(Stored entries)
-- -- --

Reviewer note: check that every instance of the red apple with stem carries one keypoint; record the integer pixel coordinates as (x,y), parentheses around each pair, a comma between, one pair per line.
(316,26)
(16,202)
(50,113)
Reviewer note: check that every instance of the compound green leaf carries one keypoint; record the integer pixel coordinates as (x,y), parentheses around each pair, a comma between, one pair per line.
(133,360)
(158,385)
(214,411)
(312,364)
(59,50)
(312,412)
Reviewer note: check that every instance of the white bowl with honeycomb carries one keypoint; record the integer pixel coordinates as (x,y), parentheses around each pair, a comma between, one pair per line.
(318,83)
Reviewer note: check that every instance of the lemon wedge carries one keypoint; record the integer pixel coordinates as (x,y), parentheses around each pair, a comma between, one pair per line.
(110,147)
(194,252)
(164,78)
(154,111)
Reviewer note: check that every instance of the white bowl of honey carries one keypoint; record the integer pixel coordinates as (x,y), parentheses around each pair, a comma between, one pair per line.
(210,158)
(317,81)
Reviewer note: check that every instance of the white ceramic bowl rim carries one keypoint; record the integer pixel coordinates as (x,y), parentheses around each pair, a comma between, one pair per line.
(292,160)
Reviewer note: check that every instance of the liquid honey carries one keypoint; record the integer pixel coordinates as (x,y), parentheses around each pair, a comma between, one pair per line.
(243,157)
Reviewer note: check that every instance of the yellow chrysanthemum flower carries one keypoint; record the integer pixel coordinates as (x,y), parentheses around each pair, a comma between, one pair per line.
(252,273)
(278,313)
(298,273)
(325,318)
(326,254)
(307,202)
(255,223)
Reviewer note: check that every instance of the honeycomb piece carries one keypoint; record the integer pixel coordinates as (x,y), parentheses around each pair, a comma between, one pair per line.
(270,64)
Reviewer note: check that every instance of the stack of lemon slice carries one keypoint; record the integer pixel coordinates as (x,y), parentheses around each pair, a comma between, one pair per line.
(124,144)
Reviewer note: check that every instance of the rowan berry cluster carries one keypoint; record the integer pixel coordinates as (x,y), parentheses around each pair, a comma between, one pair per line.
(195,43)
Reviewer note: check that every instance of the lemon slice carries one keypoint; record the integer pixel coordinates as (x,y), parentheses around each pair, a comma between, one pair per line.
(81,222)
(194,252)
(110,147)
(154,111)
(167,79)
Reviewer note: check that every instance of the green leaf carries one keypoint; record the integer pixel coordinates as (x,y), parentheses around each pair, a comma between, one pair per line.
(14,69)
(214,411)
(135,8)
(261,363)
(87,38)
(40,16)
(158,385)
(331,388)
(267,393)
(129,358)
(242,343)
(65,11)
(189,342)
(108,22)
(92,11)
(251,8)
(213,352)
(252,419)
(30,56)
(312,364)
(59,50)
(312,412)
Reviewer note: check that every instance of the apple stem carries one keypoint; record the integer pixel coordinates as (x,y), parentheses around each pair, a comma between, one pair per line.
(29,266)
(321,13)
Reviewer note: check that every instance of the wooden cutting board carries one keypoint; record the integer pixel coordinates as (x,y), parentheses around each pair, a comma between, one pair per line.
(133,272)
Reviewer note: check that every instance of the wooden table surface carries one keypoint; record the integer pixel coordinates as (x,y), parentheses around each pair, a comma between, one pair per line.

-- -- --

— Written instruction —
Copy out everything from the line containing "Reviewer note: check that every instance of the apple" down to the end of the records, including the requests. Multiply each keypoint coordinate in the answers by 0.95 and round it to a whole number, with halves rounded up.

— Output for this task —
Reviewer note: check that every instance of the apple stem carries one keypoint; record the integer pixel coordinates as (x,y), parentheses around each pair, a comma between, one pair per line.
(28,253)
(305,12)
Reviewer note: check that every instance of the wooden cutting board carries one keypoint; record the integer pixel coordinates as (x,y), parentheses around each pair, a comma between, one pair per line.
(126,258)
Reviewer note: check that every instance of the wooden table surface carries one keypoint; record the integer pixel coordinates as (x,y), parentheses around each pair, a comma between, one pair per line.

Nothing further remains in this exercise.